(Detection examples)
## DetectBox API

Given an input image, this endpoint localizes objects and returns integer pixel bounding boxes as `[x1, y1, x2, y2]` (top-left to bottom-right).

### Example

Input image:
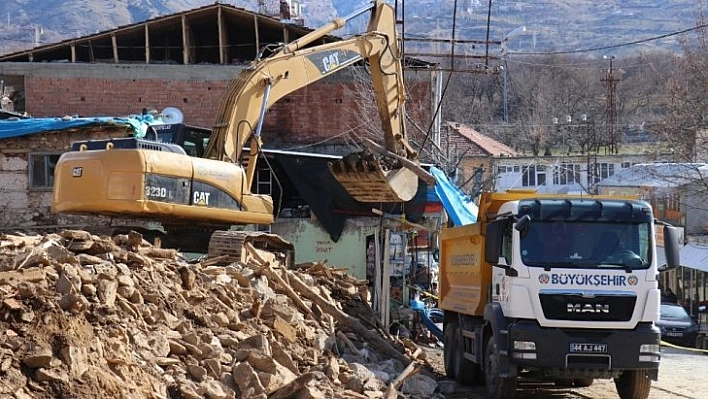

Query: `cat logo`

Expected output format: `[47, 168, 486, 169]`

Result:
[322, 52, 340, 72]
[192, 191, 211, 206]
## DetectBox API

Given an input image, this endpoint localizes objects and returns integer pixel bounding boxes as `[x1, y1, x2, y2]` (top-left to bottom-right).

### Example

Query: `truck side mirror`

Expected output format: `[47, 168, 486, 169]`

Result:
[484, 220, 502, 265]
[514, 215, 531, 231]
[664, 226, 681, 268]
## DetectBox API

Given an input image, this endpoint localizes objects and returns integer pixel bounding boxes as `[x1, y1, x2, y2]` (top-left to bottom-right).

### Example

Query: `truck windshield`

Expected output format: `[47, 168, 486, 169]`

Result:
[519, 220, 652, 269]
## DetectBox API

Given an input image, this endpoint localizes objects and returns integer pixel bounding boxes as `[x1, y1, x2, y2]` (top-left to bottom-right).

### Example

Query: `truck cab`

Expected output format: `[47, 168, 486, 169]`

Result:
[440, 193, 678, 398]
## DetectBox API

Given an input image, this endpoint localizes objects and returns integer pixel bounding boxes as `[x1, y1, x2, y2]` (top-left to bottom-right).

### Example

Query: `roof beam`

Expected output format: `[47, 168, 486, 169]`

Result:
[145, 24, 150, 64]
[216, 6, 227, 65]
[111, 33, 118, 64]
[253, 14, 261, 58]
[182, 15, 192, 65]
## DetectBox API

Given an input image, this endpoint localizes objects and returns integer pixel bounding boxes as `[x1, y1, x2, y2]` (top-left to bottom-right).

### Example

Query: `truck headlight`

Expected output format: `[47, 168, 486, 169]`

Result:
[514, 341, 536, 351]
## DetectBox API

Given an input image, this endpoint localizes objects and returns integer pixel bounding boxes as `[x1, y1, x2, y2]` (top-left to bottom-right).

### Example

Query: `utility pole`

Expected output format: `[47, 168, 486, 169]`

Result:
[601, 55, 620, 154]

--

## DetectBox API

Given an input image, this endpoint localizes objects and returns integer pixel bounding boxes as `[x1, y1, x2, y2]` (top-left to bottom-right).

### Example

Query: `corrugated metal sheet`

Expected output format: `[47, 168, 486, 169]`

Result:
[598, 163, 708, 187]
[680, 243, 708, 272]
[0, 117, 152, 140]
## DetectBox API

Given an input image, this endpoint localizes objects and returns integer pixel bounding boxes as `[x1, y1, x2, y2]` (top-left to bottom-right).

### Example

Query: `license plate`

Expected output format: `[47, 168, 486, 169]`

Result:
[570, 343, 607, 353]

==

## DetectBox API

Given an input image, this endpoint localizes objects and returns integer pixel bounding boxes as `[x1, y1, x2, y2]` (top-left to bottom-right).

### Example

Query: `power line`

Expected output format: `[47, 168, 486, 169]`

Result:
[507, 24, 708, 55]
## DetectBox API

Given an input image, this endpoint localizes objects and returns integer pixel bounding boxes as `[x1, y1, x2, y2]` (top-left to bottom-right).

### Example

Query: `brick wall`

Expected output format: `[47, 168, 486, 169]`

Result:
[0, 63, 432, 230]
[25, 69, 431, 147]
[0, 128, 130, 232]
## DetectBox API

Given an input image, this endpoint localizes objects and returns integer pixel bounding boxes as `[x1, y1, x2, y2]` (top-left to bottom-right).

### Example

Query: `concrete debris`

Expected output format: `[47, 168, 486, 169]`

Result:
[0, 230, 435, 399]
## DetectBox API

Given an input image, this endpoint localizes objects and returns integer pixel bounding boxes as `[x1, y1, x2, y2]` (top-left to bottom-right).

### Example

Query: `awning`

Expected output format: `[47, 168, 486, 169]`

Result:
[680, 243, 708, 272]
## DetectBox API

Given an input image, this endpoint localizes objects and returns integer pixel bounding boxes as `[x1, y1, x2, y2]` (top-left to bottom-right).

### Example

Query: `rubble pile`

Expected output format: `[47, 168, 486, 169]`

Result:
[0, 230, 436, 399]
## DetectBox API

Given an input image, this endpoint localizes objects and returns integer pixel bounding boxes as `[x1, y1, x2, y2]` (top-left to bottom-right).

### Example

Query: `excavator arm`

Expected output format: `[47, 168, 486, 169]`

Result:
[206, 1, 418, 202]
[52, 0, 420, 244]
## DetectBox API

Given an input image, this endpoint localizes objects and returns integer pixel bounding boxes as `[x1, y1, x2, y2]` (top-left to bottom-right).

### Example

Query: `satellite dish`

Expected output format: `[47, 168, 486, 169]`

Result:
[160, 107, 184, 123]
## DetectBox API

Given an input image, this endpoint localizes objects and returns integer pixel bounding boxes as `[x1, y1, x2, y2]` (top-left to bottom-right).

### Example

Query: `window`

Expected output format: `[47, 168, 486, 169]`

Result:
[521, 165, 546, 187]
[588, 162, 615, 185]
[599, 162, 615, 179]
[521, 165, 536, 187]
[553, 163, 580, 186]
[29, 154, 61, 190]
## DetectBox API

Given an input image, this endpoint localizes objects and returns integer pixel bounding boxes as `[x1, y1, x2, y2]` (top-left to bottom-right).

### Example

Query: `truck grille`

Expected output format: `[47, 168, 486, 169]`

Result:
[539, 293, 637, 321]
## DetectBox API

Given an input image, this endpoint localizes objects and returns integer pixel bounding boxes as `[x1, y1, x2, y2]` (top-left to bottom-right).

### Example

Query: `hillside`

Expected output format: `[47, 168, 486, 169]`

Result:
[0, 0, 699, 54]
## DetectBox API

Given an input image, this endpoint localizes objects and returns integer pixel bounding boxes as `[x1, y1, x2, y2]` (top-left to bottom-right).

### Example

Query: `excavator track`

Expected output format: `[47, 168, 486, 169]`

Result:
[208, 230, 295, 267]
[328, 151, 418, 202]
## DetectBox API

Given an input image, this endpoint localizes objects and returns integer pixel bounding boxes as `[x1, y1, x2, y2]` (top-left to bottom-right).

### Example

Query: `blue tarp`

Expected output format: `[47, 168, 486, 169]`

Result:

**Exercise task**: List every line of the data that contains the string "excavator", matching case exactly.

**Output of the exercise**:
Query: `excavator arm`
Query: `excavator track`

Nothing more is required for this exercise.